Saturday, November 9, 2019

Getting comfortable with discomfort


Sometimes it is easy to forget the wins and focus on the negative instead. Sometimes I get caught up in my head, caught up in the things I have failed at, failed to be. I forget the positives. I focus on this intangible feeling that seems to follow me around. The one that says I don't quite fit anywhere. Not really. I didn't fit in the place I was from, so I left. I moved across the country and felt even more "square peg, round hole" than ever. I am a progressive in the most conservative province in the country. I never quite fit anyone else's definition of who I should be, and sometimes it grates like sandpaper on sensitive skin. I am confident in who I am, but not confident in how other people see me. It's just a feeling, and it might not even be true. But it is the feeling that I live with. And location doesn't change who you are. So yes, where I am might be a bad fit, but I'm not sure I could shake the feeling if I lived somewhere else. 
Despite how that started, this is not a negative post, and this is not meant to be a negative blog. I'm honestly not sure of my intention, besides having somewhere to create and share this side of me. Because even with the general discomfort, I feel like I might be starting something. This year has been interesting. Lots of loss, failures, defeats. And lots of wins right alongside. I got a new job. Healthcare, not retail. I started bouldering. Now I am literally climbing the walls in my path.

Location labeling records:
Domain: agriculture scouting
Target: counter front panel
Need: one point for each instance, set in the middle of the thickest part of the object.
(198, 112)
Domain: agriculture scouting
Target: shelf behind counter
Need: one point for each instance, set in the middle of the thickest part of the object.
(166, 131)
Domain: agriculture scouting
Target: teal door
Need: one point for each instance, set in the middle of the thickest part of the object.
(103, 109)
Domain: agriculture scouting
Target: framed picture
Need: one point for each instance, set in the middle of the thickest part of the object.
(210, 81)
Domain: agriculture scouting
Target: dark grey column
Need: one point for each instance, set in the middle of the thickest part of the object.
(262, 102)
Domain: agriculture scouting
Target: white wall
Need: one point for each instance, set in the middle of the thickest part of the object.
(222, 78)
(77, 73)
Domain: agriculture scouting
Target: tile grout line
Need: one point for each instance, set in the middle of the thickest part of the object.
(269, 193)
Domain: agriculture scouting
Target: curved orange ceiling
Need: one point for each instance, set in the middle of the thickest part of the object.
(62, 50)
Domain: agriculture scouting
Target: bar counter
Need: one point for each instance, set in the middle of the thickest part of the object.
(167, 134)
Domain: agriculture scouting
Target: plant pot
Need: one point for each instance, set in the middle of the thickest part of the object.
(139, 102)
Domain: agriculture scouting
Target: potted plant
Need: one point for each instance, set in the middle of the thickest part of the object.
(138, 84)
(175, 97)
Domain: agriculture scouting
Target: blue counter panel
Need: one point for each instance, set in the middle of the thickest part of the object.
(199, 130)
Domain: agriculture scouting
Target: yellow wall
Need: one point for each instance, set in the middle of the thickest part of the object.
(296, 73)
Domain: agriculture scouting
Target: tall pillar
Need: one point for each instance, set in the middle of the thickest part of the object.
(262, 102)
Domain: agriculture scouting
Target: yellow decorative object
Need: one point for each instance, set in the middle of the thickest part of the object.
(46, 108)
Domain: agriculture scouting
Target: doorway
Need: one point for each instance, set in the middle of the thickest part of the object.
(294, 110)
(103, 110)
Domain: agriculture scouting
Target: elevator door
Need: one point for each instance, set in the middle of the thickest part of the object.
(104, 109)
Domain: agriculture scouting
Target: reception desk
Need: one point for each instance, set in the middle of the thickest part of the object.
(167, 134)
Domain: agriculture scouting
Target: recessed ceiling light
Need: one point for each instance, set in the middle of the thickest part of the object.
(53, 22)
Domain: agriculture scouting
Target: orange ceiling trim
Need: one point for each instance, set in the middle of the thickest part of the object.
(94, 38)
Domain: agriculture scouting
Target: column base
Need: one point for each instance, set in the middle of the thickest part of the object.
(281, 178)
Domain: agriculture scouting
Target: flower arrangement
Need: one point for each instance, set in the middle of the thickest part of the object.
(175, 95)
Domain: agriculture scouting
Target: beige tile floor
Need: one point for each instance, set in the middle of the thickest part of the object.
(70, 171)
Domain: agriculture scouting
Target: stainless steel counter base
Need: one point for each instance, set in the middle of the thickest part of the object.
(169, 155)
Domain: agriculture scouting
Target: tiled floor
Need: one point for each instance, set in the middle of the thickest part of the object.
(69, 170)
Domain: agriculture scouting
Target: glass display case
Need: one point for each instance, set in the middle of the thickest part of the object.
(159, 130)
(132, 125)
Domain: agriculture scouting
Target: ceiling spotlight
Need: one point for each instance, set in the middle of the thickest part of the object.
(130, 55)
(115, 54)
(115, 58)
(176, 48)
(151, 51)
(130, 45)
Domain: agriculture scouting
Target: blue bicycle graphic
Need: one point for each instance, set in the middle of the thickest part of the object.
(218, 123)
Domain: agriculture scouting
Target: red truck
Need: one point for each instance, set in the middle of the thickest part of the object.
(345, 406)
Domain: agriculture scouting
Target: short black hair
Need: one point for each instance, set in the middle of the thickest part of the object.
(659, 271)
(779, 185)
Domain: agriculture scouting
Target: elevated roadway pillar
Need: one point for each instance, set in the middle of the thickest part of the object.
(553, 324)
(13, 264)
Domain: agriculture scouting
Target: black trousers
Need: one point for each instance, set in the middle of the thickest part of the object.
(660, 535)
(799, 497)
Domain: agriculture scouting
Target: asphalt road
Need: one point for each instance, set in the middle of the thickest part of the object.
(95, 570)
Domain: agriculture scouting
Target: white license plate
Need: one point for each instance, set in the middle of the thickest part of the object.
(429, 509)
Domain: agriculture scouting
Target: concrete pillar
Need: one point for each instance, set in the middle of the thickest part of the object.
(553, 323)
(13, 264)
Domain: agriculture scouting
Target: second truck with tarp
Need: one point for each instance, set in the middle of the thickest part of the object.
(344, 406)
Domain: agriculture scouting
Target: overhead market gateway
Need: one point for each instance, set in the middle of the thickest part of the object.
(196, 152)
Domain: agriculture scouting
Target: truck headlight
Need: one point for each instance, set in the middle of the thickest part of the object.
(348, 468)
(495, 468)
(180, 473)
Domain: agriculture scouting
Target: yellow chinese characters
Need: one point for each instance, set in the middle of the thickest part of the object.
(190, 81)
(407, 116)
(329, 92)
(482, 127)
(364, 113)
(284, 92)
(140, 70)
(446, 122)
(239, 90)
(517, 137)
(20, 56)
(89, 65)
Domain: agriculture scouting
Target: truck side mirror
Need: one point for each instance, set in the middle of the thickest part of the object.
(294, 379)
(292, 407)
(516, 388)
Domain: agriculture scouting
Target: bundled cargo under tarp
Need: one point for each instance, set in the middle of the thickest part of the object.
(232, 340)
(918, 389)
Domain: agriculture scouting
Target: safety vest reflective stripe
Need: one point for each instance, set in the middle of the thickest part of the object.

**What to do:**
#1 Give the blog post again from "Despite how that" up to and including "in my path.", swapping "bouldering" for "rock climbing".
#2 Which lines of the records contain the string "blue"? Select and copy each of them.
These records bear no relation to the blog post.

**Results in order:**
#1
Despite how that started, this is not a negative post, and this is not meant to be a negative blog. I'm honestly not sure of my intention, besides having somewhere to create and share this side of me. Because even with the general discomfort, I feel like I might be starting something. This year has been interesting. Lots of loss, failures, defeats. And lots of wins right alongside. I got a new job. Healthcare, not retail. I started rock climbing. Now I am literally climbing the walls in my path.

#2
Target: blue counter panel
Target: blue bicycle graphic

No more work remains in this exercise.